[START Record list]
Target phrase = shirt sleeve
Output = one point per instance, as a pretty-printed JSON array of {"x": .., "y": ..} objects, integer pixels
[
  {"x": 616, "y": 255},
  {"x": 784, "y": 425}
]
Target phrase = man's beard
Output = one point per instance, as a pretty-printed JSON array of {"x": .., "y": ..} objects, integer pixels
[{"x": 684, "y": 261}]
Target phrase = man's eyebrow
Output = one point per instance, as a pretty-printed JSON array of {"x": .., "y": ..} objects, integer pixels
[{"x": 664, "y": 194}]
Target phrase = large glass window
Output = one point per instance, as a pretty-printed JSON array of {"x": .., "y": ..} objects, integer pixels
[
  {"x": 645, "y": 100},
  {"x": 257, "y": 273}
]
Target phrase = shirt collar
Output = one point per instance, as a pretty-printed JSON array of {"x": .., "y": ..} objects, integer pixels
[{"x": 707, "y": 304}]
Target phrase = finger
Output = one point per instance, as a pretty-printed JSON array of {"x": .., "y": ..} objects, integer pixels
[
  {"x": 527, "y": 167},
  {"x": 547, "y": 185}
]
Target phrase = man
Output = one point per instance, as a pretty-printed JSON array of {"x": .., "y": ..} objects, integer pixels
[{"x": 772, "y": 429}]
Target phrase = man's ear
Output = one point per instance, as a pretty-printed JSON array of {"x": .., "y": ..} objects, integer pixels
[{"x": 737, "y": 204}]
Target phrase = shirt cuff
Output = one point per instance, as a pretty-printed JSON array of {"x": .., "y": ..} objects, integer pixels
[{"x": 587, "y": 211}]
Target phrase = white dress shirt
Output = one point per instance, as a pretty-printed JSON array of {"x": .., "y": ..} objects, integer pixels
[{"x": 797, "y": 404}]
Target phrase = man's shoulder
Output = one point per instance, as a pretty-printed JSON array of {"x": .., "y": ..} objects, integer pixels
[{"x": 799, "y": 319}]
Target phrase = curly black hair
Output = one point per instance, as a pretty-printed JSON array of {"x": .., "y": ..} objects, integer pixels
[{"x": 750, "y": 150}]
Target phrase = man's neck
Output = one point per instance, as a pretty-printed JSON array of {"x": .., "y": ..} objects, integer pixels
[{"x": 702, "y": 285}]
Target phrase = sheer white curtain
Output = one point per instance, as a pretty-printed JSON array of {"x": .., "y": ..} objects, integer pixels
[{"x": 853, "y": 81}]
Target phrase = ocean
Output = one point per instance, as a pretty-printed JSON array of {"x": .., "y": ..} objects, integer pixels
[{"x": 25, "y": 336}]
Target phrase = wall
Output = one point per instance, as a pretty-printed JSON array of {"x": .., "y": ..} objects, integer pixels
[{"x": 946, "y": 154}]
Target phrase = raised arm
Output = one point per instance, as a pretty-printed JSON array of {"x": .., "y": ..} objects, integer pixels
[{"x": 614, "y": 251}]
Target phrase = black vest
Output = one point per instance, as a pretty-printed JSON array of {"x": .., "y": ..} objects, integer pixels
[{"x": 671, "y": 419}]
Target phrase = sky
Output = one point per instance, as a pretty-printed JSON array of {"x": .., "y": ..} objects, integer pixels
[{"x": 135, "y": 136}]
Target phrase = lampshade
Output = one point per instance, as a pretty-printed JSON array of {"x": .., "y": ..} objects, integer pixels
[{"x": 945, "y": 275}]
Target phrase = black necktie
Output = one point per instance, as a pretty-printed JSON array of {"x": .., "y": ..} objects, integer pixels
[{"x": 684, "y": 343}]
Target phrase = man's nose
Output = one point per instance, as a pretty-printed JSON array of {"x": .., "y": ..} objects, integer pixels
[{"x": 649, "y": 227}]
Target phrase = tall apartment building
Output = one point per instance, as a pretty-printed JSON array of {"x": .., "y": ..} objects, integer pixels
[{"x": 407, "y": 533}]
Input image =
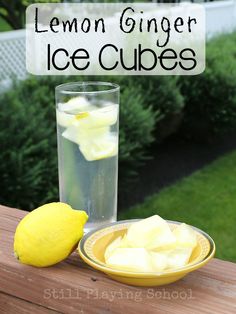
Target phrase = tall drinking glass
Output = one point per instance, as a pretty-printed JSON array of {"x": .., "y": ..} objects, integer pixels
[{"x": 87, "y": 136}]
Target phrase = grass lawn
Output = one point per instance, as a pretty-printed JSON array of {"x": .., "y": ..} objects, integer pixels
[
  {"x": 206, "y": 199},
  {"x": 4, "y": 26}
]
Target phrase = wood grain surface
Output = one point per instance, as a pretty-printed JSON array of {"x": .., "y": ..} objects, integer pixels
[{"x": 73, "y": 287}]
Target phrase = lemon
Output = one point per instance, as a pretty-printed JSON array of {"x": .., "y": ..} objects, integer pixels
[{"x": 48, "y": 234}]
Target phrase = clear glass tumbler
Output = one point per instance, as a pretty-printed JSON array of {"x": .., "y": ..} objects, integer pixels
[{"x": 87, "y": 135}]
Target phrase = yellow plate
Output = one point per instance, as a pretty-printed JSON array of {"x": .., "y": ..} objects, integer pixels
[{"x": 92, "y": 247}]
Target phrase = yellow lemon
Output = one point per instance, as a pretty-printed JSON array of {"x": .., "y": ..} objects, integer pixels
[{"x": 48, "y": 234}]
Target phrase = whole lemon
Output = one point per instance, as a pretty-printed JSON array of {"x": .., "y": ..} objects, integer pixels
[{"x": 48, "y": 234}]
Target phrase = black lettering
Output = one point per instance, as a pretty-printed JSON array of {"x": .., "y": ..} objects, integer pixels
[
  {"x": 132, "y": 67},
  {"x": 83, "y": 25},
  {"x": 178, "y": 23},
  {"x": 141, "y": 52},
  {"x": 70, "y": 25},
  {"x": 54, "y": 59},
  {"x": 100, "y": 57},
  {"x": 149, "y": 23},
  {"x": 76, "y": 57},
  {"x": 54, "y": 22},
  {"x": 188, "y": 59},
  {"x": 36, "y": 23},
  {"x": 168, "y": 57},
  {"x": 97, "y": 24},
  {"x": 166, "y": 30},
  {"x": 190, "y": 20},
  {"x": 128, "y": 22}
]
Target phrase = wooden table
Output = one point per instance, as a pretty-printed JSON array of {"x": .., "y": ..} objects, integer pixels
[{"x": 74, "y": 287}]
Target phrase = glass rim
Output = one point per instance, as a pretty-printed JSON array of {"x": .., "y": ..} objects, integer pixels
[{"x": 64, "y": 88}]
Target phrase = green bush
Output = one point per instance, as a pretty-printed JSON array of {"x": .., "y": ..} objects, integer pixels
[
  {"x": 163, "y": 94},
  {"x": 210, "y": 98},
  {"x": 28, "y": 159}
]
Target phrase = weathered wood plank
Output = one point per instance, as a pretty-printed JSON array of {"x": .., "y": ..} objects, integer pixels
[
  {"x": 13, "y": 305},
  {"x": 74, "y": 287}
]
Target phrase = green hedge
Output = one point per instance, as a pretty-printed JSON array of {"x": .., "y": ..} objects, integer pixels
[
  {"x": 151, "y": 109},
  {"x": 210, "y": 98},
  {"x": 28, "y": 159}
]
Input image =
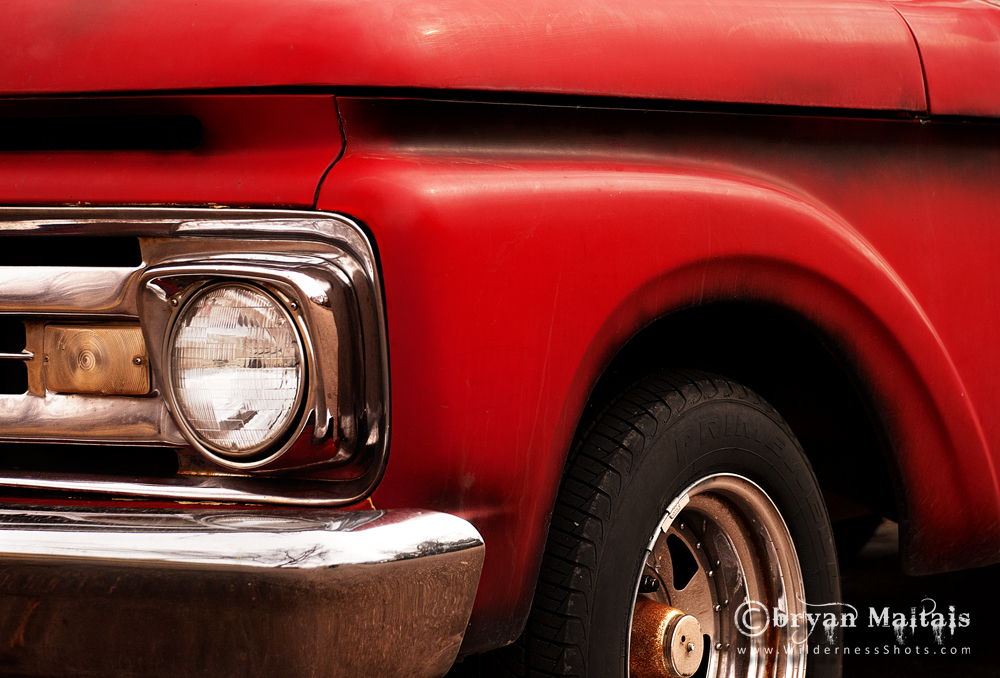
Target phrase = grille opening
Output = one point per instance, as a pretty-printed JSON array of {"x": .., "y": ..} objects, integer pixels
[
  {"x": 69, "y": 250},
  {"x": 100, "y": 133},
  {"x": 13, "y": 373},
  {"x": 99, "y": 459}
]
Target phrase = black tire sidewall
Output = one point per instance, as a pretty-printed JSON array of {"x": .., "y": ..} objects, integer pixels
[{"x": 717, "y": 435}]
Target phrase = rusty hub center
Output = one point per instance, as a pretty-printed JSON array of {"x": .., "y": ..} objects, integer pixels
[{"x": 665, "y": 643}]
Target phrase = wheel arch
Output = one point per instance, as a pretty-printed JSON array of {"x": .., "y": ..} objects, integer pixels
[{"x": 837, "y": 302}]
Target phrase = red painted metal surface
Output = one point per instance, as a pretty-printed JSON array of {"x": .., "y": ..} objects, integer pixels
[
  {"x": 835, "y": 53},
  {"x": 516, "y": 262},
  {"x": 255, "y": 150},
  {"x": 959, "y": 42}
]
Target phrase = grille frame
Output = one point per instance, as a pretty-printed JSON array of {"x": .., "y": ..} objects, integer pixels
[{"x": 190, "y": 247}]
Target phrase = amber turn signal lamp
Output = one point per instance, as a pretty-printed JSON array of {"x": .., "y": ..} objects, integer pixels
[{"x": 106, "y": 359}]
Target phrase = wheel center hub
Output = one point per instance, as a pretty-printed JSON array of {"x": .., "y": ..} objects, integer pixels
[{"x": 665, "y": 643}]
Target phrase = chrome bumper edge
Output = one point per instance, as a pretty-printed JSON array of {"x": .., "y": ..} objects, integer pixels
[{"x": 228, "y": 591}]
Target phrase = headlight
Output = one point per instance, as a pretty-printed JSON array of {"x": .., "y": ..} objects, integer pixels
[{"x": 236, "y": 369}]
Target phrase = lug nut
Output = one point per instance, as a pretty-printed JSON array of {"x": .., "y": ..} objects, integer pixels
[{"x": 648, "y": 584}]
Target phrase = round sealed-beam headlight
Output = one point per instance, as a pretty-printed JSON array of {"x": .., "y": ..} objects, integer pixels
[{"x": 236, "y": 369}]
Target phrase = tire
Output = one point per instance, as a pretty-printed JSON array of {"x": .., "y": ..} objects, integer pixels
[{"x": 676, "y": 437}]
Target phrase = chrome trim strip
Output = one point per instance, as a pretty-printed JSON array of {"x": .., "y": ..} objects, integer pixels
[
  {"x": 235, "y": 489},
  {"x": 23, "y": 356},
  {"x": 51, "y": 290},
  {"x": 225, "y": 592},
  {"x": 108, "y": 419}
]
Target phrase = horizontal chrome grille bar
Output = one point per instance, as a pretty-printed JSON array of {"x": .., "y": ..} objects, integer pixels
[
  {"x": 51, "y": 290},
  {"x": 233, "y": 489},
  {"x": 87, "y": 419}
]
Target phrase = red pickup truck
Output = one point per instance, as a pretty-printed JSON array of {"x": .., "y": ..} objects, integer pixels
[{"x": 342, "y": 337}]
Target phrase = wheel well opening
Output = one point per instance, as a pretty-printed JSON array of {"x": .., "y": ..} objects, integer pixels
[{"x": 787, "y": 363}]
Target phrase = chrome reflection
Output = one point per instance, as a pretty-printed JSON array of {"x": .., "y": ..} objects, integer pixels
[{"x": 235, "y": 592}]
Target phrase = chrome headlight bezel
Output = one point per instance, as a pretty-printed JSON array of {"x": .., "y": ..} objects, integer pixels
[
  {"x": 325, "y": 262},
  {"x": 320, "y": 305},
  {"x": 273, "y": 442}
]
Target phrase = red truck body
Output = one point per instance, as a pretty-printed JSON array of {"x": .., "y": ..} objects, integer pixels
[{"x": 546, "y": 181}]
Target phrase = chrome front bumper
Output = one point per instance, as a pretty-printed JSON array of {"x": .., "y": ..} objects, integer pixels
[{"x": 229, "y": 592}]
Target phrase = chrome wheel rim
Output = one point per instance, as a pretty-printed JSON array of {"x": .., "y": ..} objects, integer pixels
[{"x": 723, "y": 555}]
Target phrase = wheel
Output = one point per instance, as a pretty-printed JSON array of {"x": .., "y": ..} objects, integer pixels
[{"x": 688, "y": 531}]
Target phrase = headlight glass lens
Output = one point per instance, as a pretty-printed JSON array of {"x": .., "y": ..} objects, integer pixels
[{"x": 236, "y": 368}]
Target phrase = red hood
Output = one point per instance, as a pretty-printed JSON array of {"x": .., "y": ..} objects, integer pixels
[{"x": 836, "y": 53}]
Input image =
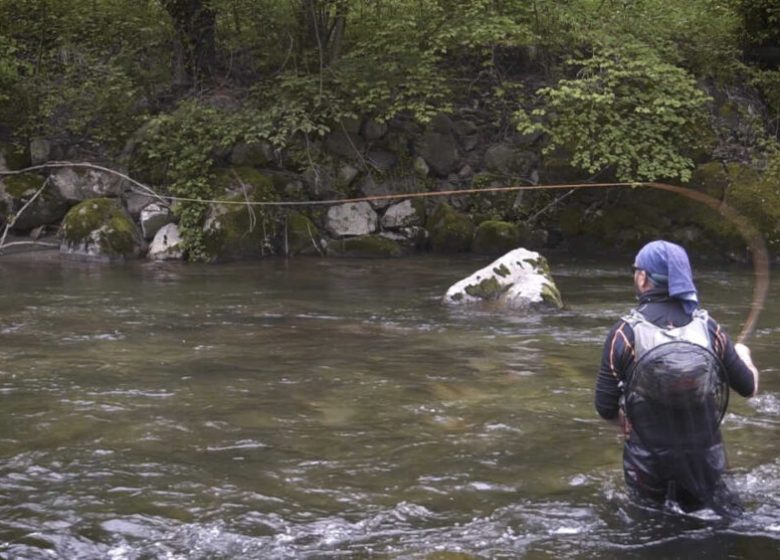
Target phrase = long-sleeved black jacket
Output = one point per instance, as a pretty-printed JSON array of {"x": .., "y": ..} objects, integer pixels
[{"x": 618, "y": 355}]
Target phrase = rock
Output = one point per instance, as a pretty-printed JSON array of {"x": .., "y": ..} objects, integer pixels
[
  {"x": 504, "y": 159},
  {"x": 167, "y": 244},
  {"x": 381, "y": 160},
  {"x": 520, "y": 279},
  {"x": 450, "y": 231},
  {"x": 40, "y": 150},
  {"x": 373, "y": 130},
  {"x": 415, "y": 237},
  {"x": 370, "y": 187},
  {"x": 13, "y": 157},
  {"x": 153, "y": 217},
  {"x": 135, "y": 202},
  {"x": 421, "y": 168},
  {"x": 301, "y": 236},
  {"x": 48, "y": 208},
  {"x": 100, "y": 229},
  {"x": 354, "y": 218},
  {"x": 320, "y": 181},
  {"x": 344, "y": 144},
  {"x": 495, "y": 237},
  {"x": 75, "y": 185},
  {"x": 238, "y": 231},
  {"x": 258, "y": 154},
  {"x": 347, "y": 174},
  {"x": 403, "y": 214},
  {"x": 365, "y": 246},
  {"x": 440, "y": 151}
]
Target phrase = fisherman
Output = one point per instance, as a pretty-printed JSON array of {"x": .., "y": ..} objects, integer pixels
[{"x": 665, "y": 374}]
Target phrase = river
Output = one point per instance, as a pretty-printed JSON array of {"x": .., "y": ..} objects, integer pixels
[{"x": 325, "y": 408}]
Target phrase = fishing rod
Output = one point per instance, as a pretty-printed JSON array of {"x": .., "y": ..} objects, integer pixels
[{"x": 746, "y": 229}]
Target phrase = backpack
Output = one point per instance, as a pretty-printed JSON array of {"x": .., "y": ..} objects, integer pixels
[{"x": 676, "y": 393}]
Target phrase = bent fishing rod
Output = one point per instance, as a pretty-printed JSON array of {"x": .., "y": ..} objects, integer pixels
[{"x": 746, "y": 229}]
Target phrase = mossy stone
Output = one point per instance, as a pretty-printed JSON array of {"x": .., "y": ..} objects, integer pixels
[
  {"x": 711, "y": 178},
  {"x": 496, "y": 237},
  {"x": 237, "y": 231},
  {"x": 48, "y": 208},
  {"x": 488, "y": 289},
  {"x": 301, "y": 236},
  {"x": 16, "y": 157},
  {"x": 100, "y": 227},
  {"x": 365, "y": 246},
  {"x": 23, "y": 185},
  {"x": 451, "y": 231}
]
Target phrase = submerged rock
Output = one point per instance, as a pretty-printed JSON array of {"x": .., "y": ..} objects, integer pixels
[
  {"x": 520, "y": 279},
  {"x": 49, "y": 207},
  {"x": 100, "y": 229},
  {"x": 365, "y": 246},
  {"x": 167, "y": 244},
  {"x": 451, "y": 231}
]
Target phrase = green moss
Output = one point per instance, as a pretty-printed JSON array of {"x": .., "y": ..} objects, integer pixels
[
  {"x": 711, "y": 178},
  {"x": 451, "y": 231},
  {"x": 22, "y": 186},
  {"x": 260, "y": 187},
  {"x": 502, "y": 271},
  {"x": 238, "y": 231},
  {"x": 488, "y": 289},
  {"x": 496, "y": 237},
  {"x": 16, "y": 157},
  {"x": 551, "y": 295},
  {"x": 301, "y": 234},
  {"x": 366, "y": 246},
  {"x": 116, "y": 234}
]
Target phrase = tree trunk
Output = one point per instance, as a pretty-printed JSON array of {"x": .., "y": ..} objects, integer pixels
[{"x": 195, "y": 24}]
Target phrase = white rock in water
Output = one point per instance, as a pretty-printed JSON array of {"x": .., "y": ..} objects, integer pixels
[
  {"x": 518, "y": 280},
  {"x": 167, "y": 244}
]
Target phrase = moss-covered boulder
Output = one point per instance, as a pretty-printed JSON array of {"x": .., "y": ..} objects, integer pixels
[
  {"x": 239, "y": 231},
  {"x": 301, "y": 236},
  {"x": 100, "y": 229},
  {"x": 14, "y": 157},
  {"x": 450, "y": 231},
  {"x": 365, "y": 246},
  {"x": 16, "y": 190},
  {"x": 496, "y": 237},
  {"x": 521, "y": 279}
]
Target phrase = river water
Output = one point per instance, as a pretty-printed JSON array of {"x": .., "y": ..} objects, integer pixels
[{"x": 335, "y": 409}]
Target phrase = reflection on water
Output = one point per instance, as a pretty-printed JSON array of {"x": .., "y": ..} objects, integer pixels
[{"x": 334, "y": 409}]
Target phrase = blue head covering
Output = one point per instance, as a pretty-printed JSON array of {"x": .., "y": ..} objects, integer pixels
[{"x": 668, "y": 266}]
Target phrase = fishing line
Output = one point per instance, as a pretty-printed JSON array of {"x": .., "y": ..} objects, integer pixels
[{"x": 745, "y": 228}]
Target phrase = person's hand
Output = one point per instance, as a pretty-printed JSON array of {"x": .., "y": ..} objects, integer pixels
[{"x": 744, "y": 354}]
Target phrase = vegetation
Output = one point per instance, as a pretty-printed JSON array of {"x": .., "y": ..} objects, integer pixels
[{"x": 621, "y": 88}]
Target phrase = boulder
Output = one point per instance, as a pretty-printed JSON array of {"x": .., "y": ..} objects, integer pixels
[
  {"x": 365, "y": 246},
  {"x": 153, "y": 217},
  {"x": 75, "y": 185},
  {"x": 238, "y": 231},
  {"x": 100, "y": 229},
  {"x": 505, "y": 159},
  {"x": 354, "y": 218},
  {"x": 404, "y": 214},
  {"x": 48, "y": 208},
  {"x": 256, "y": 154},
  {"x": 520, "y": 279},
  {"x": 450, "y": 231},
  {"x": 495, "y": 237},
  {"x": 440, "y": 152},
  {"x": 301, "y": 236},
  {"x": 167, "y": 244}
]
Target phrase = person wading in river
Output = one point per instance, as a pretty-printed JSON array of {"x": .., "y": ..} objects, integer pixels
[{"x": 664, "y": 379}]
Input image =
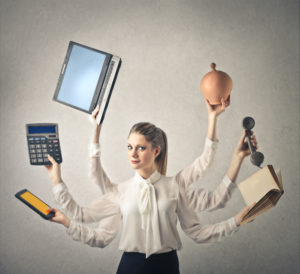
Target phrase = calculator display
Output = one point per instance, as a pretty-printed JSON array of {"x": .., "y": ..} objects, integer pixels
[
  {"x": 42, "y": 140},
  {"x": 41, "y": 129}
]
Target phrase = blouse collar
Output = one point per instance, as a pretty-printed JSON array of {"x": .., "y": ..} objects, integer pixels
[{"x": 155, "y": 176}]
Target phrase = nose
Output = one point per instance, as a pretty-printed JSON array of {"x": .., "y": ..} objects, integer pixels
[{"x": 134, "y": 153}]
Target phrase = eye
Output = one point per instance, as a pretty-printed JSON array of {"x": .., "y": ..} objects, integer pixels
[{"x": 141, "y": 148}]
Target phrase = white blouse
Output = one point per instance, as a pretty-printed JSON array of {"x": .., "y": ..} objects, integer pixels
[{"x": 149, "y": 209}]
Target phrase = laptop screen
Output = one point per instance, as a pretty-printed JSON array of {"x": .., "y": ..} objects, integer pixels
[{"x": 81, "y": 77}]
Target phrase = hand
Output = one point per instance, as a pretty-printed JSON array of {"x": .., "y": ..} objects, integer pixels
[
  {"x": 54, "y": 171},
  {"x": 60, "y": 218},
  {"x": 242, "y": 150},
  {"x": 94, "y": 114},
  {"x": 216, "y": 110},
  {"x": 98, "y": 127},
  {"x": 242, "y": 214}
]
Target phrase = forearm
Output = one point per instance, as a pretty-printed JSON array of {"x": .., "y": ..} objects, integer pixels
[
  {"x": 96, "y": 134},
  {"x": 234, "y": 167},
  {"x": 201, "y": 199},
  {"x": 96, "y": 237}
]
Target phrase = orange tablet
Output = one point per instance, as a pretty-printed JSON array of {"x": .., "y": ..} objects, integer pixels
[{"x": 35, "y": 203}]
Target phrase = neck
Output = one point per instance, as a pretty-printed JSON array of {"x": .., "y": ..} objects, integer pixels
[{"x": 146, "y": 173}]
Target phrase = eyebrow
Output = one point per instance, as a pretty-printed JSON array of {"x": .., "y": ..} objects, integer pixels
[{"x": 138, "y": 145}]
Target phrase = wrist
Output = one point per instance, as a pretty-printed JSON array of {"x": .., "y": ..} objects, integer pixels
[
  {"x": 57, "y": 182},
  {"x": 66, "y": 222},
  {"x": 212, "y": 117}
]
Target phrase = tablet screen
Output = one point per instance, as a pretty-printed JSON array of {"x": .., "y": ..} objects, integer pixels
[
  {"x": 81, "y": 76},
  {"x": 35, "y": 202}
]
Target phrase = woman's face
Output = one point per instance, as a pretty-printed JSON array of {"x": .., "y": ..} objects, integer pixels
[{"x": 141, "y": 154}]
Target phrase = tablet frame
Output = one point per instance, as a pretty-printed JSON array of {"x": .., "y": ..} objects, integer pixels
[
  {"x": 101, "y": 78},
  {"x": 18, "y": 195}
]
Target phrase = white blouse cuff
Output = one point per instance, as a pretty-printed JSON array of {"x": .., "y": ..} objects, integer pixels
[
  {"x": 71, "y": 229},
  {"x": 232, "y": 224},
  {"x": 94, "y": 150},
  {"x": 227, "y": 182},
  {"x": 210, "y": 143},
  {"x": 58, "y": 188}
]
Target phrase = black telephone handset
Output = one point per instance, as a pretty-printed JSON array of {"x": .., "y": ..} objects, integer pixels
[{"x": 256, "y": 157}]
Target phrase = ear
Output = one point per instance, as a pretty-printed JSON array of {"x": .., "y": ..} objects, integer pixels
[{"x": 157, "y": 151}]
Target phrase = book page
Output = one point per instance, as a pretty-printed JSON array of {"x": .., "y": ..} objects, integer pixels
[{"x": 258, "y": 185}]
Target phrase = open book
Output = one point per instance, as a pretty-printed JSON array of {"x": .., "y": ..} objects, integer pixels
[{"x": 263, "y": 187}]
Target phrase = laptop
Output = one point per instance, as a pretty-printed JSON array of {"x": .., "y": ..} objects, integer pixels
[{"x": 87, "y": 79}]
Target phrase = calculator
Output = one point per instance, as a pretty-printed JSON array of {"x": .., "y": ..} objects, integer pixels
[{"x": 42, "y": 139}]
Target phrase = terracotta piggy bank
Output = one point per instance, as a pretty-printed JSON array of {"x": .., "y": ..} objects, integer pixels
[{"x": 216, "y": 85}]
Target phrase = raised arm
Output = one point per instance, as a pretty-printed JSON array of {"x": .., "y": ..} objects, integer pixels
[
  {"x": 96, "y": 171},
  {"x": 200, "y": 199},
  {"x": 205, "y": 233},
  {"x": 200, "y": 166},
  {"x": 105, "y": 206},
  {"x": 100, "y": 236}
]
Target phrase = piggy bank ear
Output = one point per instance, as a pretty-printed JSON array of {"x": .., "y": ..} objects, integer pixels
[{"x": 216, "y": 85}]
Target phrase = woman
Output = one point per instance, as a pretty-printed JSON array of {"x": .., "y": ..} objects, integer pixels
[{"x": 150, "y": 203}]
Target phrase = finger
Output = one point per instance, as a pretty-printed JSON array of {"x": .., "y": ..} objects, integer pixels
[
  {"x": 228, "y": 101},
  {"x": 95, "y": 111},
  {"x": 223, "y": 104},
  {"x": 51, "y": 159}
]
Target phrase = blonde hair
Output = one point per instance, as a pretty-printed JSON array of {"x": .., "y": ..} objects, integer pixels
[{"x": 157, "y": 138}]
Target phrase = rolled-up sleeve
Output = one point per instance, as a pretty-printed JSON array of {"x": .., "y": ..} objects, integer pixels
[
  {"x": 200, "y": 199},
  {"x": 101, "y": 236},
  {"x": 105, "y": 206},
  {"x": 198, "y": 168},
  {"x": 203, "y": 233},
  {"x": 96, "y": 171}
]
[END Record list]
▶ **Your objective**
Copy the part of the material that opens with the line containing "Target phrase = piggy bank ear" and runs through the final line of the material, including both of those lines.

▶ **Reply to the exercise**
Target phrase = piggy bank ear
Output = one point per instance, as a pretty-printed JSON array of {"x": .., "y": ..} objects, integer pixels
[{"x": 216, "y": 85}]
Target phrase = woman
Output = one point per instance, as a pretty-printed JSON array of {"x": .., "y": ..} objects, integer pixels
[{"x": 150, "y": 203}]
Target phrase = finger
Output = one point per instance, as a pretty-printed JSON array of {"x": .., "y": ..} objects, integer pixels
[
  {"x": 228, "y": 101},
  {"x": 95, "y": 111},
  {"x": 223, "y": 104},
  {"x": 51, "y": 159}
]
Target phrase = blonde hair
Output = one point per instance, as a pretty-printed JSON array of {"x": .., "y": ..} objects, integer pixels
[{"x": 157, "y": 138}]
Target phrase = rolled-up sleeve
Output = one point per instance, as a pretty-printed JSON array of {"x": .., "y": ..} objects, integer pixels
[
  {"x": 200, "y": 199},
  {"x": 101, "y": 236},
  {"x": 105, "y": 206},
  {"x": 198, "y": 168},
  {"x": 203, "y": 233},
  {"x": 96, "y": 171}
]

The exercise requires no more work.